━━ SELECTED EXCERPT ━━
Basketball Short Story
Kobe Turns Pro - 2
Three Ring Circus: Kobe, Shaq, Phil and the Crazy Years of the Lakers Dynasty
Jeff Pearlman (2020)
Read Part 1
Around this time, Bryant began working daily with Joe Carbone, a personal trainer and re­tired professional weight lifter hired by the family to transform the kid from sapling to oak. The goal was to build someone described as "wiry" into a machine capable of enduring an 82-game season against large men. Before long, Bryant was a weight room regular, benching, squatting, curling. "We put about 20 pounds on him," Carbone said. "He's not a heavy gain­er, so the weight came on as he got stronger."
By the time he returned to Lower Merion for his senior year of high school, Bryant knew he would not be attending college. "He told me that summer," said Dabney. "I'm going to the NBA next year." If Bryant knew, it was something of a secret to those hoping otherwise. The college recruiting letters arrived by the boatload— from Duke and North Carolina, from UCLA and USC, from Delaware and Drexel and Villanova and Temple. This was the fall of 1995, and at the time Joe Bryant was in his second year as an assistant at nearby LaSalle University, his alma mater. He had been hired in 1993 by Speedy Morris, the head coach, and while the official reasoning was that the program needed a replacement for the recently departed Randy Monroe, the reality was different. "Did I think it'd help us get Kobe?" Mor­ris said decades later. "Yes. Of course. Joe was not a good assistant coach. He didn't work hard, he didn't actually know that much. Nice guy. But he was there so we'd get his son."
Kobe Bryant basked in the attention, took a handful of campus visits, pretended he was genuinely torn over what to do next. He liked to show off all the recruiting letters he re­ceived, and proudly stiffed Kentucky coach Rick Pitino, failing to show up for a scheduled visit to campus. He acted as if college were a legitimate option. Only it really wasn't. Because he had never signed with an agent, or accepted so much as a dime from a sneaker company, he remained eligible should he change his mind. But he wasn't changing his mind. The re­cruiting letters ultimately found themselves at rest alongside half-eaten burgers and empty yogurt containers in the Bryant family trash bins.
That June he had competed in the War in the Woods, an outdoor tournament held in Penns Grove, New Jersey. As Kobe lit up the court, his father watched alongside Gary Charles, veteran AAU coach and Sonny Vaccaro's confidant. With each Kobe three-pointer, Joe turned to Charles to say, "See that?" With each dunk, "Amazing, right?" When the game ended, Joe went serious. "Gary," he said, "I think my kid wants to come right out from high school. But we, as a family, would be worried because there are no guarantees."
Charles grinned. "What if I can help you get a guarantee?" he said.
Joe Bryant was confused.
"What," Charles said, "if I can help Kobe get a shoe deal?"
"Wait, you can do that?" Bryant replied.
━━━
━━ ENTRIES ━━
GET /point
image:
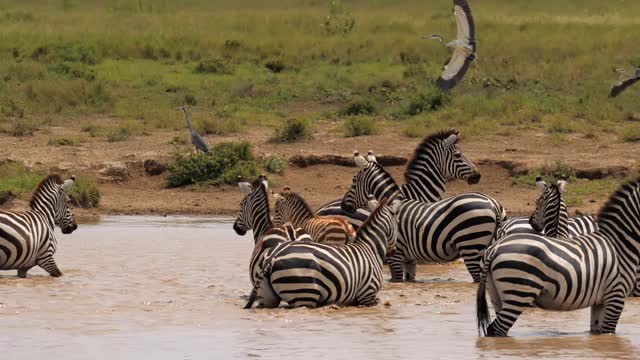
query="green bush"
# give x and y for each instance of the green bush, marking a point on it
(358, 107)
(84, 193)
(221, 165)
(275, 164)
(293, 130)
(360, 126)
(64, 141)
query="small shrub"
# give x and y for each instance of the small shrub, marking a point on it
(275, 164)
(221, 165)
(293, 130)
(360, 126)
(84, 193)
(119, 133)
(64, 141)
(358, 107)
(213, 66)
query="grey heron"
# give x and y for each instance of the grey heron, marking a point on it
━━━
━━ ENTRIES ━━
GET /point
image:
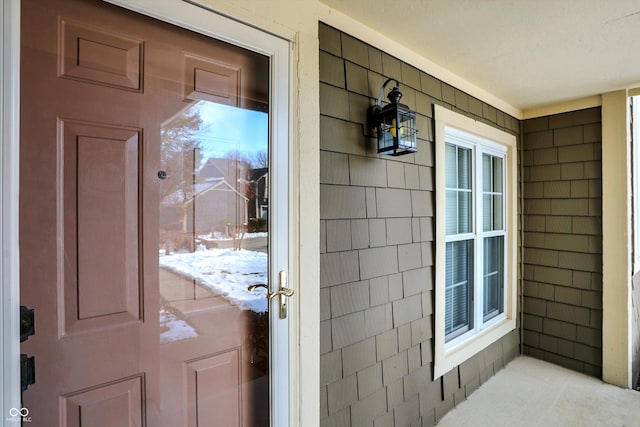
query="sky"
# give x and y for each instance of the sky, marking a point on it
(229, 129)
━━━
▸ REQUIREMENTS
**a.** Answer these about the excerpt on Kobe Bryant turning pro:
(i) How much weight did Carbone say they put on Bryant?
(ii) Which coach did Bryant stiff by not showing up for a scheduled campus visit?
(iii) Where was the War in the Woods tournament held?
**b.** Can you write the next part of the excerpt on Kobe Bryant turning pro, starting right after Joe Bryant asks, "Wait, you can do that?"

▸ OUTPUTS FOR THE TASKS
**a.**
(i) About 20 pounds.
(ii) Kentucky coach Rick Pitino.
(iii) Penns Grove, New Jersey.

**b.**
"You know," Charles said, "I believe I can."

L-R: Kobe Bryant as high school senior, Michael Jordan Nike ad
That evening, Charles placed a call to Vaccaro.
"Sonny," he said, "Kobe Bryant can be the kid."
By the kid, he meant The One. Ever since joining Adidas in the early 1990s, Vaccaro had been seeking out the next Michael Jordan, jock marketing goliath. At the time, the shoe company was known for being dull and unimaginative and a pimple on Nike's back. Bryant's ABCD showings had opened Vaccaro's eyes, and there was a lot to like. Bryant was mature, Bryant was savvy, Bryant was handsome, Bryant could flat-out play, Bryant had NBA blood. "And the name— 'Kobe Bryant,'" Vaccaro said. "There's something about it. 'Kobe Bryant from Italy'— it's intriguing, it's a little mysterious."
Vaccaro loved what he was hearing. He reached out to Joe Bryant to make sure there was legitimate interest. Then he kicked back and watched Kobe piece together one of the best seasons in local high school basketball history, leading Lower Merion to its first state championship since 1943. He concluded his high school career as southeastern Pennsyl­vania's all-time leading scorer, with 2,883 points, and was named the Naismith High School Player of the Year, Gatorade Men's National Basketball Player of the Year, and a McDonald's All-American. "The most amazing thing was he never lost a drill," said Jeremy Treatman, an assistant coach with the Aces. "Four years, and Kobe never lost a game of one-on-one, a scrimmage, a sprint. He just didn't allow losing." By early in the season, word had gotten out that Bryant was thinking NBA, and the league's scouts (the ones who took him seriously— many did not) began to dot the Lower Merion bleachers during home games. Pete Bab­cock, general manager of the Atlanta Hawks, flew in and saw a kid "do whatever he want­ed to without anyone knowing how to stop him." Larry Harris, a Milwaukee Bucks scout, came three times, often wondering if what he was witnessing was, in fact, real. "He wore number 33, and that immediately made me think of Scottie Pippen," Harris said. "He had this Pippen-like length, and also this comfort with his own athleticism. Once the game started, there was no messing around, no settling for jumpers. It was business. That jumped out to me."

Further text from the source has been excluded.